>> Begin
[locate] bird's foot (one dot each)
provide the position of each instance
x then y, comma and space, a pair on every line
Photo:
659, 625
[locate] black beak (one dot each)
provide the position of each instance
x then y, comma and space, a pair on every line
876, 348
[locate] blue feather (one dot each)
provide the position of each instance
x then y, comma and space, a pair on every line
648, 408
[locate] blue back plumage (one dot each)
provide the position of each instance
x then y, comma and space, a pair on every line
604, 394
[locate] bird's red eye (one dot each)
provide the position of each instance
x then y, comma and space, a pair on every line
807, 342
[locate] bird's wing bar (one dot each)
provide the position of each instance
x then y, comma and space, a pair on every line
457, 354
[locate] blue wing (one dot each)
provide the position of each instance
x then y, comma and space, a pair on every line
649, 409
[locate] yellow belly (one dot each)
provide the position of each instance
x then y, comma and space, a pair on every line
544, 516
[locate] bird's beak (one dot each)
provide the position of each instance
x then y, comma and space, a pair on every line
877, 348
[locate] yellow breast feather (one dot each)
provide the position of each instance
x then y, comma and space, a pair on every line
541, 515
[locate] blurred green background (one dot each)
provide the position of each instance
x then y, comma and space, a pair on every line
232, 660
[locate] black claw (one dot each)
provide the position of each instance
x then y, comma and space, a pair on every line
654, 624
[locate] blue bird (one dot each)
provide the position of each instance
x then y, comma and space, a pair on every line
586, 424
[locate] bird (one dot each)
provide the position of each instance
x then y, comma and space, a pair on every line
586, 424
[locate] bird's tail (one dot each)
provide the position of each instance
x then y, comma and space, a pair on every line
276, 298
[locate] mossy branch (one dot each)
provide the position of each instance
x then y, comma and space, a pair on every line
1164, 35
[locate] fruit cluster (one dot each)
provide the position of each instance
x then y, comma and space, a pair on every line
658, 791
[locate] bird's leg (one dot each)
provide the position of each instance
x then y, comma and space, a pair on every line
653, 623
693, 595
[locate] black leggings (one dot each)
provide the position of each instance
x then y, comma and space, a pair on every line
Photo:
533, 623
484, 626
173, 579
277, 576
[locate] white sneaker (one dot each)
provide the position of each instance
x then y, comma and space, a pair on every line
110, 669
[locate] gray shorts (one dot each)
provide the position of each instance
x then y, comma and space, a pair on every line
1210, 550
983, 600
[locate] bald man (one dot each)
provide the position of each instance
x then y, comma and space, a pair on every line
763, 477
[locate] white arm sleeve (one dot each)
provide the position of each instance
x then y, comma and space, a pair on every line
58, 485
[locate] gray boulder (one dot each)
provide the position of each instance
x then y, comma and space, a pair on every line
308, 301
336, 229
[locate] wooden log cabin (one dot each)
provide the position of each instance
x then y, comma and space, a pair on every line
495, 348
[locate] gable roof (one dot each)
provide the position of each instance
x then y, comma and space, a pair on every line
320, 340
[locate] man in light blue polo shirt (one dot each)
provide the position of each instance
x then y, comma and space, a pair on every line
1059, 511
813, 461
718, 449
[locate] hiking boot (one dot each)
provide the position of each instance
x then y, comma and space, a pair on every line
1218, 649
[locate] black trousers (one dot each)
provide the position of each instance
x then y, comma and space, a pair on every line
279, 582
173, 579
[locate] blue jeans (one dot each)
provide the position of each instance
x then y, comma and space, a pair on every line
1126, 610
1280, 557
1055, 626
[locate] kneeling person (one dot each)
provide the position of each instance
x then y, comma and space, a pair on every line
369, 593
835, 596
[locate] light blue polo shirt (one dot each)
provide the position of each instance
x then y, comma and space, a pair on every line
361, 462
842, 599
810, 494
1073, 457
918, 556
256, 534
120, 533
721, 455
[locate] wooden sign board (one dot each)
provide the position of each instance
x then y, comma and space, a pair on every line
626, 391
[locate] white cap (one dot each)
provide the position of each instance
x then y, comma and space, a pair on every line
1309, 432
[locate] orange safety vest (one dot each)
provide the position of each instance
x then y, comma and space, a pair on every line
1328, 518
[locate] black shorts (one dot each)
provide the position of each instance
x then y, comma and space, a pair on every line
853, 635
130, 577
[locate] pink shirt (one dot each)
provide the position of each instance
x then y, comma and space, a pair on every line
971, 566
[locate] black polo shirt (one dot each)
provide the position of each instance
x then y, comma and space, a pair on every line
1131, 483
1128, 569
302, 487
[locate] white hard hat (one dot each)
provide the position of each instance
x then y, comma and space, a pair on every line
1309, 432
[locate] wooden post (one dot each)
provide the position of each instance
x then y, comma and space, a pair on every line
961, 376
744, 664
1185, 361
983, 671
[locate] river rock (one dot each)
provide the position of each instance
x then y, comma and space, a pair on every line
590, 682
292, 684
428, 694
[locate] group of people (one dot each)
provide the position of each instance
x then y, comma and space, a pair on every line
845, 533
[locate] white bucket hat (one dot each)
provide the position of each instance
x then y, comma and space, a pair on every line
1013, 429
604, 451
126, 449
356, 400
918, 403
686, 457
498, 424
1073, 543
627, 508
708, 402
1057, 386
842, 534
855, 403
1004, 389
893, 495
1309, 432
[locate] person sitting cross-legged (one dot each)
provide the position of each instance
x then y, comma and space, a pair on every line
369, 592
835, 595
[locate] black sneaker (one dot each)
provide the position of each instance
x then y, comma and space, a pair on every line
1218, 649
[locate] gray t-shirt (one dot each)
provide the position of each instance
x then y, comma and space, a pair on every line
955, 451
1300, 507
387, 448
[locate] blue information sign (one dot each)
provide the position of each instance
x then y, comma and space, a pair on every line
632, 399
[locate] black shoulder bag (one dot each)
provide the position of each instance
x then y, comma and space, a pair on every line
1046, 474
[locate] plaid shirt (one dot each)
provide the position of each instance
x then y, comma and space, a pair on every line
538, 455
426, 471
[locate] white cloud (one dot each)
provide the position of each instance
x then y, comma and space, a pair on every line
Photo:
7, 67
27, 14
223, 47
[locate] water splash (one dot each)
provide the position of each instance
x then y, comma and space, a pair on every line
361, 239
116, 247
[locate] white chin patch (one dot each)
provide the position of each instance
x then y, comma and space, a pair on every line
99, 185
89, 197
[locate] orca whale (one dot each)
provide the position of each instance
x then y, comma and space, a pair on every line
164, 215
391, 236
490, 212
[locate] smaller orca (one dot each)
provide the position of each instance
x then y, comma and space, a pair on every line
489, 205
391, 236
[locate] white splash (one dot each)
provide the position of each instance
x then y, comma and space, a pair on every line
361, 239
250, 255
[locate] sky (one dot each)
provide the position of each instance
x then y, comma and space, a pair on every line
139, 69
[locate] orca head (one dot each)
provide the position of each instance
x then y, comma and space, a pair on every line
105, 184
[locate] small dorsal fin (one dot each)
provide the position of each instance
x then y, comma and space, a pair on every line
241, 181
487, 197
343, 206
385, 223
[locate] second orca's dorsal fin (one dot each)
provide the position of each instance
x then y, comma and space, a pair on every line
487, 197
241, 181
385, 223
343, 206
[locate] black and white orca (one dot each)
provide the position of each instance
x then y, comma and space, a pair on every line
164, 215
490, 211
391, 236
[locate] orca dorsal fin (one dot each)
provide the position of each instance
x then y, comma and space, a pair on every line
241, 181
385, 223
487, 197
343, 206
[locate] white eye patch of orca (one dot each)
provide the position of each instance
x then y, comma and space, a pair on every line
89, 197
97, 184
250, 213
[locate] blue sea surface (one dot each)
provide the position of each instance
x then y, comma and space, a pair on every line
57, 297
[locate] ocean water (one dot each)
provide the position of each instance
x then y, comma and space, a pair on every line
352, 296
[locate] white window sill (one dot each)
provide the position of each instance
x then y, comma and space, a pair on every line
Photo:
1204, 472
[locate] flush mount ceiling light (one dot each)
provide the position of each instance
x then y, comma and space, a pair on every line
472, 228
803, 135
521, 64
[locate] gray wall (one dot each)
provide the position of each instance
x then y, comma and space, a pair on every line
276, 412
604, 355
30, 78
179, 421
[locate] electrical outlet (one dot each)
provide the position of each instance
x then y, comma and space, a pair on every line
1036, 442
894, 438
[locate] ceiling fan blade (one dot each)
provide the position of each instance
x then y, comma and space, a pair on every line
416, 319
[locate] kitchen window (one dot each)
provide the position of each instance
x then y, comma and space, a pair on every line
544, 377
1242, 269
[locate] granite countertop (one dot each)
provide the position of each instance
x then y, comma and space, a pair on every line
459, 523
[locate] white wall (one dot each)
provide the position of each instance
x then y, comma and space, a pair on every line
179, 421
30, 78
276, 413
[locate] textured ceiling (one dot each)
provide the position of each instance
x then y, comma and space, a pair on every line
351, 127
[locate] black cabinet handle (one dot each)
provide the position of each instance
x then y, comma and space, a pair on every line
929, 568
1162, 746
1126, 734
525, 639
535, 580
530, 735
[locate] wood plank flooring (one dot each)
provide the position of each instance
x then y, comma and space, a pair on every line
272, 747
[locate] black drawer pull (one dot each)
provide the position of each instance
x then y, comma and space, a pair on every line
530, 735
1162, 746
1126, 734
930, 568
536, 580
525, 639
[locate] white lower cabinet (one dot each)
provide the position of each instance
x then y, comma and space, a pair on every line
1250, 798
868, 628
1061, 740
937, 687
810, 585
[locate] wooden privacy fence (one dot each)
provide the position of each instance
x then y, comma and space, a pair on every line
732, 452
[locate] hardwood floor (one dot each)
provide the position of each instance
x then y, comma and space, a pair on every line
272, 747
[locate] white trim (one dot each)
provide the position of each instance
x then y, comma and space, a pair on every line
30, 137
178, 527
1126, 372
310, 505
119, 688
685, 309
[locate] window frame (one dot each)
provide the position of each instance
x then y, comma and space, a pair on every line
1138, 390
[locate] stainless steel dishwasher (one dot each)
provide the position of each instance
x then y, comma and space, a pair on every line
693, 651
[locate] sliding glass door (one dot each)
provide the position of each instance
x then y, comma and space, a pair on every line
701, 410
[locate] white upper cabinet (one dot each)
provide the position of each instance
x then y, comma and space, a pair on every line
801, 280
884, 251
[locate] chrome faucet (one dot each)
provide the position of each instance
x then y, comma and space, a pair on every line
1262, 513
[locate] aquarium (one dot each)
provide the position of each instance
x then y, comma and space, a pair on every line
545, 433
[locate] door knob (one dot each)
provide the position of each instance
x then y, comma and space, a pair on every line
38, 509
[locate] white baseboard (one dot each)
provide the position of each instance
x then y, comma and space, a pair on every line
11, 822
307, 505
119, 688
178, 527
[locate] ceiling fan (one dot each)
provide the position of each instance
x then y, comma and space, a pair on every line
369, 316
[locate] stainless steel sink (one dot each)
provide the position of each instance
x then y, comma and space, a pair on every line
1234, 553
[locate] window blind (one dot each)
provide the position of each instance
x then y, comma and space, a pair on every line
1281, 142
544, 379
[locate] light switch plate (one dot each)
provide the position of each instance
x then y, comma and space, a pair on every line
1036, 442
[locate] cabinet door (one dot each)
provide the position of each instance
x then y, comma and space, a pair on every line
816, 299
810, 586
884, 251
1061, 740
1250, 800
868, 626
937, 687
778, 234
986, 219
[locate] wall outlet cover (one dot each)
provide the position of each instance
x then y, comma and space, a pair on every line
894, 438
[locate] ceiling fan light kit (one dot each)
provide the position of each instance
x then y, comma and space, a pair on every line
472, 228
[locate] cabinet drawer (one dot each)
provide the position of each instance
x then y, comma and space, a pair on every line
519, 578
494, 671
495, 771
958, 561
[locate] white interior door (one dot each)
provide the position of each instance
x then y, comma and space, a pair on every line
>> End
### GOAL
Copy only the stretch running from the line containing "[locate] white upper cabinet (one dot each)" to the final line of the entries, both ends included, exactly as it stands.

### RESULT
[locate] white upper cabinet (one dot each)
provide the position of each instance
x then y, comma and space, a pair on every line
801, 280
884, 251
[locate] chrome faucet (one dot each)
provide the position of each instance
x then y, comma and space, a pair on every line
1262, 513
[locate] aquarium (one dot each)
provide the position of each instance
x then y, comma and space, a pair on every line
545, 433
[locate] door knob (one dot each)
provide the position of each instance
x then y, comma and space, a pair on every line
38, 509
[locate] white baseboard (one dot each)
provide the position of each instance
x then y, comma and space, a pair on every line
11, 822
307, 505
119, 688
178, 527
[locate] ceiling fan (one dot each)
provide the position of each instance
x then y, comma and space, a pair on every line
369, 316
[locate] stainless steel sink (one dot each)
provide the position of each instance
x then y, comma and space, a pair on every line
1234, 553
[locate] window blind (one dot each)
provide the position of each instance
x then y, comma and space, a pair on every line
1281, 142
544, 379
[locate] light switch plate (one dot each)
provide the position of each instance
x then y, comma and space, a pair on every line
1036, 442
[locate] cabinet door (one dot each)
provide the position of each instance
x then y, comma and space, a pair on every line
816, 299
810, 586
884, 251
1061, 740
1250, 800
868, 626
937, 687
778, 234
986, 219
[locate] wall outlet cover (one dot each)
provide the position of each instance
x then y, comma and space, a pair on every line
894, 438
[locate] ceiling fan light kit (one dot each)
provide the position of each instance
x then y, comma and space, a pair on every line
472, 228
[locate] cabinet drawer (one dot each)
provide the position of each instance
x then y, comma and space, a pair on every line
519, 578
494, 671
495, 771
958, 561
[locate] white interior door (one dot each)
provide the position of each instance
x then y, comma and space, a pair on every line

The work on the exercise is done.